◆ **次の課題**
[A] PCR検査の感度に関する文章の「PCR検査の感度については正」から「く生み出すということだろう。」までを、末尾の語句も含めて書き直すこと。その際、「鋭敏」は「高感度」に置き換える。
[B] PCR検査の感度に関する文章をもとに、次の問いに答えよ。
(i) 福岡伸一氏の見方が掲載されたのは、どの雑誌の何号か。
(ii) 岩田健太郎教授は、PCR検査の感度を何%と述べているか。
(iii) 岩田教授は、検査で陰性となった乗客を何日間隔離すべきだとしているか。
[C] PCR検査の感度に関する文章の最後の文に続けて、その先を書き進めること。

◆ **対象の文章**
......

PCR検査の感度については正反対の見方がある。ひとつは生物学者の福岡伸一氏の見方(週刊『文春』3月5日号)である。「PCR検査はあまりにも鋭敏であるがゆえに、ウイルスが一個か二個あったとしても、原理的には検出される。だから、健康な人に対してこの検査をやったら、何の症状も現れていない人でも陽性反応を示す可能性があります」「かえって不顕性の感染者を増やしてしまうでしょうね」(以上、同書)「不顕性の感染者」を増やすと結論している。つまり、そういうカテゴリーの人を多く生み出すということだろう。

これと反対が神戸大学の岩田健太郎教授で、PCR検査の感度は30%から50%と述べている。ダイヤモンド・プリンセスの乗客下船に際して、「感染者が陽性となる検査精度は30%から50%。『検査陰性=感染していない』ではなく、14日間隔離すべきだ」(岩田健太郎・神戸大学教授)と述べている。岩田教授の見解が正しいとすれば、PCR検査を受けて陰性と判定されても、その50%から70%は陽性の可能性があるということになる。そのうち、症状の出ていない人は、「ステルス・キラー」となって感染加害者となる可能性がある。PCR検査が保険適用で広範囲に大量に行われると、陰性と判断された「ステルス・キラー」を作り出す側面がある。

......

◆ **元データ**
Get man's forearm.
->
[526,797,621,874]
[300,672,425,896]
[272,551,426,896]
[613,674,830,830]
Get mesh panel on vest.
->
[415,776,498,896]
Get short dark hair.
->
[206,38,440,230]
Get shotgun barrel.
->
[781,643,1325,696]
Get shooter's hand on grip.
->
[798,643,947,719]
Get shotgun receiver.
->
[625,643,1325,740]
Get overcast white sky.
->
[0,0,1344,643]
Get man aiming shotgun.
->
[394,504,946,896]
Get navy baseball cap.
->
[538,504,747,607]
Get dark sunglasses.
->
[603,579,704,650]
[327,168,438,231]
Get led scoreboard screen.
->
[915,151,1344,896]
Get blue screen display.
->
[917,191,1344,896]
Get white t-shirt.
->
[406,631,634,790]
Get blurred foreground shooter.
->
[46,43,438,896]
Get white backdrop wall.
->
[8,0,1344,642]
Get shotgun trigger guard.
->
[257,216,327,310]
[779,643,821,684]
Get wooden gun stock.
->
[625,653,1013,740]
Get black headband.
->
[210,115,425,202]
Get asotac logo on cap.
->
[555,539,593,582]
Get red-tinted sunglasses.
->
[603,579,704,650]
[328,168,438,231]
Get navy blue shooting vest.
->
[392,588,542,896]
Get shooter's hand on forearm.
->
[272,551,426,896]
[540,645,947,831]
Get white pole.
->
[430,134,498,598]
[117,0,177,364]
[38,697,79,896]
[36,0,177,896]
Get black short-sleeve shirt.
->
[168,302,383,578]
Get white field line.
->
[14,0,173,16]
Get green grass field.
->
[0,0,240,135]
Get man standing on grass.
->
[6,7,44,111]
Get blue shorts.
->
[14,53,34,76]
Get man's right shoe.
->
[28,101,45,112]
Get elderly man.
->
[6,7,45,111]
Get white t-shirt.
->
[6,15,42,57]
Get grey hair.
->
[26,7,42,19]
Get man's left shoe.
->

......

◆ **各課題の解答**
[A]
PCR検査の感度については正反対の見方がある。ひとつは生物学者の福岡伸一氏の見方(週刊『文春』3月5日号)である。「PCR検査はあまりにも高感度であるがゆえに、ウイルスが一個か二個あったとしても、原理的には検出される。だから、健康な人に対してこの検査をやったら、何の症状も現れていない人でも陽性反応を示す可能性があります」「かえって不顕性の感染者を増やしてしまうでしょうね」(以上、同書)「不顕性の感染者」を増やすと結論している。つまり、そういうカテゴリーの人を多く生み出すということだろう。

[B]
(i) 週刊『文春』3月5日号
(ii) 30%から50%
(iii) 14日間

[C]
福岡氏も岩田氏も、検査感度について正反対の見解ながら、一方は、「不顕性の感染者」を顕在化させると結論し、他方は、「不顕性の感染者」を潜在化させるとしている。このふたつの見方に共通するのは、Covid-19の「不顕性の感染者」つまり、「ステルス・キラー」の特徴・性格・数がまだ把握できていないということである。これがわからないと、どちらの見方であっても、感染者を増やす可能性がある。Covid-19の「不顕性の感染者」の感染力つまり基本再生産数と地域分布、その人数の把握が最優先に行われるべき疫学的調査だと思われる。